Extracted records:
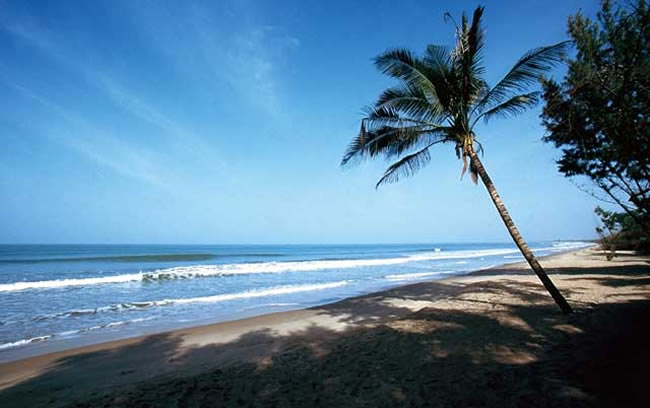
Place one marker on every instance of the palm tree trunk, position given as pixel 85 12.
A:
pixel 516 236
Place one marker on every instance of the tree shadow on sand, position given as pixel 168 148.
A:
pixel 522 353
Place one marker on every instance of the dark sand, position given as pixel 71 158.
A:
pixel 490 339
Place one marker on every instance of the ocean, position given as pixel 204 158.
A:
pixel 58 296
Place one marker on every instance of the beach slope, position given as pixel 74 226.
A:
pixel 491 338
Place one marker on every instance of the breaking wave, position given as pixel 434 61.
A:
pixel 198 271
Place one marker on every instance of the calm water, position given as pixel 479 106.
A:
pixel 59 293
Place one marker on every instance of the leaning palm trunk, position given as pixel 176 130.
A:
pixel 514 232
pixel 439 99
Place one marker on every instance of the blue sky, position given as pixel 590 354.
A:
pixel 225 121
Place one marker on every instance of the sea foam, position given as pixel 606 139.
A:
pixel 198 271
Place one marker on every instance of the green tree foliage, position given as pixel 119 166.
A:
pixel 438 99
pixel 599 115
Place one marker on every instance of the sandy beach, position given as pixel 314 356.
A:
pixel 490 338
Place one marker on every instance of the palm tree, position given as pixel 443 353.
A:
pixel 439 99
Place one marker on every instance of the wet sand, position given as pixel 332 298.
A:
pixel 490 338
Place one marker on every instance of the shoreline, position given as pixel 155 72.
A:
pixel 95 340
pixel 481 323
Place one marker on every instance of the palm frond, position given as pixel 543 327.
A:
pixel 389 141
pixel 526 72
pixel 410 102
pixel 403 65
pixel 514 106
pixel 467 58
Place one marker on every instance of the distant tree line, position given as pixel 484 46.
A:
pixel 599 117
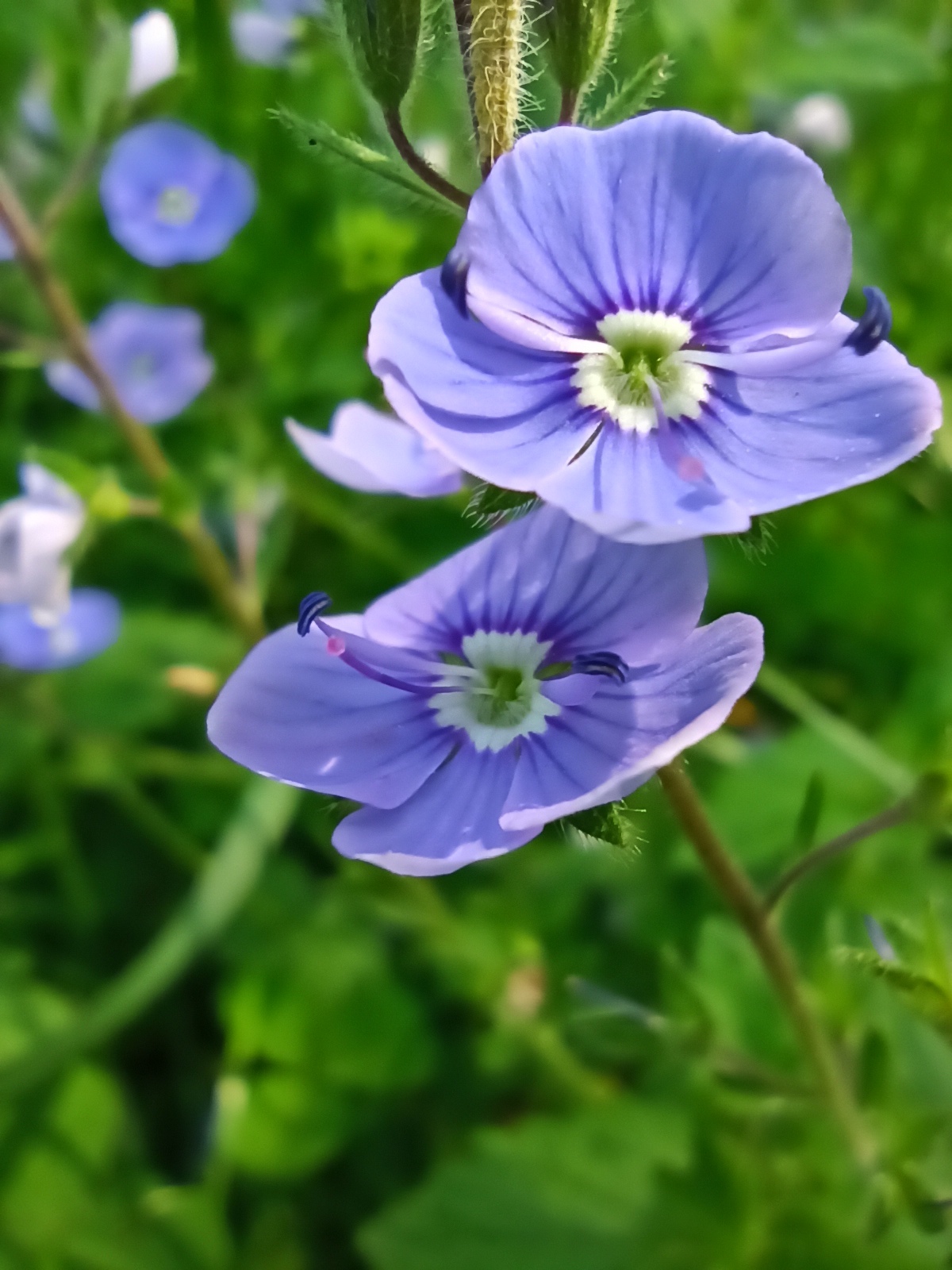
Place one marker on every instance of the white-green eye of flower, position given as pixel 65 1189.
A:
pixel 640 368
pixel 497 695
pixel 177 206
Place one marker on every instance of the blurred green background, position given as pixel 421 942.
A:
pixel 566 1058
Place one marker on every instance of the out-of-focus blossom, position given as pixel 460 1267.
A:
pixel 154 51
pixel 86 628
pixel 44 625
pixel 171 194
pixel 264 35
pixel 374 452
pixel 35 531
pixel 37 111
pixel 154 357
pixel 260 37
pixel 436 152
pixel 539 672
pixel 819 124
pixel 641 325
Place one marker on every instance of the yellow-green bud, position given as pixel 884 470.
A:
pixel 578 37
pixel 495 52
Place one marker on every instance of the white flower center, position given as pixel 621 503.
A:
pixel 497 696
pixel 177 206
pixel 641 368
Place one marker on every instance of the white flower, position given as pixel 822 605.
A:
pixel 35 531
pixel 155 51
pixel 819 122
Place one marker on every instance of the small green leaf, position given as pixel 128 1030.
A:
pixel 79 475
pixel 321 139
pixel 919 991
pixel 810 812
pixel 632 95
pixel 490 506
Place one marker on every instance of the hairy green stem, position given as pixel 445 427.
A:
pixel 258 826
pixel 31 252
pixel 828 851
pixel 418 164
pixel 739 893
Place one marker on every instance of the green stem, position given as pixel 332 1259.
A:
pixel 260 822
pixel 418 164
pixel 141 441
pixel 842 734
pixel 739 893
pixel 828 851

What to work on:
Rewrite all of the material above, replacing "position given as" with "location given as" and leaving everything else unchanged. Omit the pictures from your answer.

Response to this exercise:
Place one marker on every instance of the palm tree trunk, location given as pixel 85 12.
A:
pixel 516 236
Place one marker on every instance of the tree shadow on sand, location given as pixel 168 148.
A:
pixel 522 353
Place one marker on every instance of the dark sand, location given as pixel 71 158.
A:
pixel 490 339
Place one marker on every instance of the ocean, location given as pixel 204 158.
A:
pixel 58 296
Place one marker on every instance of the beach slope, location given as pixel 74 226.
A:
pixel 491 338
Place one marker on every instance of the breaking wave, location given as pixel 434 61.
A:
pixel 198 271
Place one marker on every instance of the calm water, location given as pixel 479 106.
A:
pixel 59 293
Place one marker on every instance of the leaning palm trunk, location given as pixel 176 130.
A:
pixel 514 232
pixel 439 99
Place one marker on every instance of the blue sky, location given as pixel 590 354.
A:
pixel 225 121
Place one marker on every instance of the sea foam, location given as pixel 606 139.
A:
pixel 198 271
Place one marker on every instance of the green tree foliage, location given as pixel 119 166.
A:
pixel 438 99
pixel 599 115
Place one marker on every instance of the sandy beach, location given as pixel 314 356.
A:
pixel 490 338
Place one marker on every instance of the palm tree, location given as pixel 443 353.
A:
pixel 439 99
Place one marker on every instance of the wet sand, location given as pixel 332 298.
A:
pixel 490 338
Place one marker on every instance of the shoreline, location given as pixel 155 72.
A:
pixel 95 340
pixel 481 323
Place one marker on every instance of the palm frond, location given as pixel 543 327.
A:
pixel 389 141
pixel 526 72
pixel 410 102
pixel 403 65
pixel 514 106
pixel 467 58
Place one marker on every instance of the distant tree line, location given as pixel 484 46.
A:
pixel 599 117
Place one marker on every instance of the white-green eye of flower, location given as pixel 65 1189.
A:
pixel 640 368
pixel 497 695
pixel 177 206
Place one marker on every instance of the blurred green background, location given as pixel 421 942.
A:
pixel 566 1058
Place one marker on every instance of the out-of-focus blossom, location given as pixel 460 1267.
A:
pixel 154 51
pixel 86 628
pixel 44 625
pixel 171 194
pixel 264 35
pixel 374 452
pixel 35 531
pixel 37 111
pixel 154 357
pixel 260 37
pixel 436 152
pixel 539 672
pixel 819 124
pixel 641 325
Place one marker on every instance of the yellow-green bud, location given as pixel 884 470.
A:
pixel 578 37
pixel 495 52
Place one marker on every instance of the white flower center, location given as pixel 621 503.
A:
pixel 497 696
pixel 177 206
pixel 641 368
Place one marker on every instance of the white flower, location given as pixel 822 605.
A:
pixel 35 531
pixel 155 51
pixel 819 122
Place one marker on every instance of the small green leaf, location given as pixel 128 1030.
A:
pixel 79 475
pixel 321 139
pixel 919 991
pixel 810 812
pixel 632 95
pixel 490 506
Place one marker on every instance of the hairy green stem, location given as pixel 445 427.
A:
pixel 258 826
pixel 31 252
pixel 828 851
pixel 418 164
pixel 739 893
Place one marker on every instance of the green stem, location given as pixel 332 1259.
A:
pixel 260 822
pixel 418 164
pixel 141 441
pixel 842 734
pixel 739 893
pixel 828 851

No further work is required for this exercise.